_WORK ITEM_. Write out each entry word for word.

_LISTED RECORDS_.
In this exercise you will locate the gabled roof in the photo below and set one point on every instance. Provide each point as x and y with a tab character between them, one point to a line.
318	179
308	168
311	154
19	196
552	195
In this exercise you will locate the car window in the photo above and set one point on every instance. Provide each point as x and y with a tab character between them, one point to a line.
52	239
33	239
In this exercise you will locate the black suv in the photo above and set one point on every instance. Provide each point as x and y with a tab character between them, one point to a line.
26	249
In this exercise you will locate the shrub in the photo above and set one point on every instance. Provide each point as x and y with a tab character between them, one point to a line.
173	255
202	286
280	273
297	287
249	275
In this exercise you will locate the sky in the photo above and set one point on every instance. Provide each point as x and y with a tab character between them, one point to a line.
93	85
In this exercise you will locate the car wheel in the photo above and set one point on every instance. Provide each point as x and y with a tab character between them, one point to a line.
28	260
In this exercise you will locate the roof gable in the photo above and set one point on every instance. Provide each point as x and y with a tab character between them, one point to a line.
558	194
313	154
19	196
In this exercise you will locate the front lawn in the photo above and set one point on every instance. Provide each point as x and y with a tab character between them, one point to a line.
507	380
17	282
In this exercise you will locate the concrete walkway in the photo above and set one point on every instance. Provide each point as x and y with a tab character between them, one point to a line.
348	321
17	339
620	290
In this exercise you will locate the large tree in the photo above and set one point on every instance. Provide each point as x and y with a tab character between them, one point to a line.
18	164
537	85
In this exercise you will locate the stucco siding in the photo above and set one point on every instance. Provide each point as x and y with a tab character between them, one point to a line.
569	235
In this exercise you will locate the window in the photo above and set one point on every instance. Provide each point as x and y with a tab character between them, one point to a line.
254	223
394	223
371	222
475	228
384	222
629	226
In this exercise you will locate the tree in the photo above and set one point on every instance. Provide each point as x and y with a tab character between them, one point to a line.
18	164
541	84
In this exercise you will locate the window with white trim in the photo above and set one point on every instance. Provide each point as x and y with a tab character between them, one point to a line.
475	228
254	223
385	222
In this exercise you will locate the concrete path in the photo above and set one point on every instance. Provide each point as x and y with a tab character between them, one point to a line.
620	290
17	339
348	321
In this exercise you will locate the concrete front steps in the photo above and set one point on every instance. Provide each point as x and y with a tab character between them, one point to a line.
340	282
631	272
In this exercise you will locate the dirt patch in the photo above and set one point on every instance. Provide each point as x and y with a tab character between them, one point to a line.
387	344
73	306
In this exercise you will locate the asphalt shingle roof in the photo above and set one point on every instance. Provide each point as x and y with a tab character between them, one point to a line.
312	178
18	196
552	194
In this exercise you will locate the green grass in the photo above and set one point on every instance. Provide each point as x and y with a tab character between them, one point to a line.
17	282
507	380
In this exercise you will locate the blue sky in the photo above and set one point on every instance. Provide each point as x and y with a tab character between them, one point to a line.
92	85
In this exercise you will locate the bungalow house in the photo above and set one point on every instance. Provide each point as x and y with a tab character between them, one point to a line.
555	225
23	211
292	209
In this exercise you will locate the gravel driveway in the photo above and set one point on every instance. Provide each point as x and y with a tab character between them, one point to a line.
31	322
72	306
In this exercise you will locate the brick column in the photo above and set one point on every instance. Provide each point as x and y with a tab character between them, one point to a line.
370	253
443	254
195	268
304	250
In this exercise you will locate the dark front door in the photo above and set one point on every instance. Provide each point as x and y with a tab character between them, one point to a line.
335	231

_EXPECTED ANSWER_.
In this exercise you will locate the gabled roof in the photo below and set one point on every instance. Provide each point as x and y with a tab character between them, one point to a line.
318	179
308	168
311	154
19	196
552	195
In this exercise you will locate the car window in the photo above and set one point on every instance. Provide each point as x and y with a tab character between them, one point to a line.
52	239
33	239
In this exercise you will locate the black suv in the photo above and set one point on every instance. Provide each point as x and y with a tab character between them, one point to a line.
26	249
In this exercise you will locate the shrub in the photo above and set one point on every instance. Provide each point as x and y with a tab character between them, one point to a line.
173	255
202	286
280	273
297	287
249	275
In this exercise you will locate the sky in the photo above and set one point on every instance. Provide each point as x and y with a tab character between them, one point to a line.
93	85
In this exercise you will locate the car wheel in the photo above and set one point on every instance. Provide each point as x and y with a tab character between them, one point to a line.
28	260
In this exercise you will locate the roof gable in the photo above and set one point on every instance. Provide each point as x and y with a tab character between them, one point to a line.
558	194
313	154
19	196
In this exercise you will locate the front lawn in the photo above and set one point on every instance. Provide each point as x and y with a tab character between them, one point to a line.
507	380
17	282
In this exercise you will locate the concrete walkway in the photo above and set one point on every instance. Provide each point as x and y with a tab character between them, one point to a line.
348	321
17	339
620	290
In this exercise you will locate the large tree in the photo above and set one point on every instance. Provide each point as x and y with a tab character between them, one point to a line.
18	164
537	85
In this exercise you will locate the stucco siding in the photo above and set one point on every instance. Provide each point as x and y with a tab character between them, one point to a line.
569	235
In this exercise you will locate the window in the photo above and set one point on every instance. Provide each point as x and y with a tab character between them, one point to a line.
254	223
394	223
371	222
475	228
384	222
629	226
In this exercise you will locate the tree in the photo above and set one point on every instance. Provide each point as x and y with a tab character between them, one point to a line.
18	164
541	84
In this exercise you will locate the window with white trim in the photo above and set one point on every instance. Provide each point as x and y with a tab character between them, one point to a line.
475	228
254	223
385	222
In this exercise you will locate the concrete path in the photo above and set one point on every instance. Provide each point as x and y with a tab character between them, one point to a line.
620	290
17	339
348	321
In this exercise you will locate the concrete front steps in the photo above and set one point on every instance. Provide each point as x and y with a tab character between them, one point to a line.
340	282
631	272
In this exercise you will locate the dirt patch in the photo above and set one point on every instance. Provide each point as x and y with a tab character between them, one point to a line.
387	344
73	306
In this exercise you will locate the asphalt shingle roof in the photo above and set one point on every instance. Provide each point as x and y with a tab character between them, one point to a line.
312	178
18	196
552	194
In this exercise you will locate the green grass in the photo above and set one point on every instance. Provide each point as x and y with a tab character between them, one point to a line.
17	282
507	380
In this exercise you will locate the blue sky in the photo above and set one point on every instance. Provide each point as x and y with a tab character between them, one point to a line.
92	85
In this exercise you will locate the bungalow house in the photo above and set one point on every instance. Provide each point as x and y with a tab character between them, one point to a line.
555	225
23	211
292	209
In this exercise you will locate the gravel driveway in the photo above and set one point on every instance. Provide each point as x and y with a tab character between them, one point to a line.
31	322
72	306
In this exercise you will locate the brick column in the photo above and set one point on every instance. Provide each point as x and y with a tab character between them, one point to a line.
370	253
443	254
195	268
304	250
In this exercise you will locate the dark front door in the photo above and set one point on every instance. Provide each point as x and y with a tab character between them, one point to a line.
335	231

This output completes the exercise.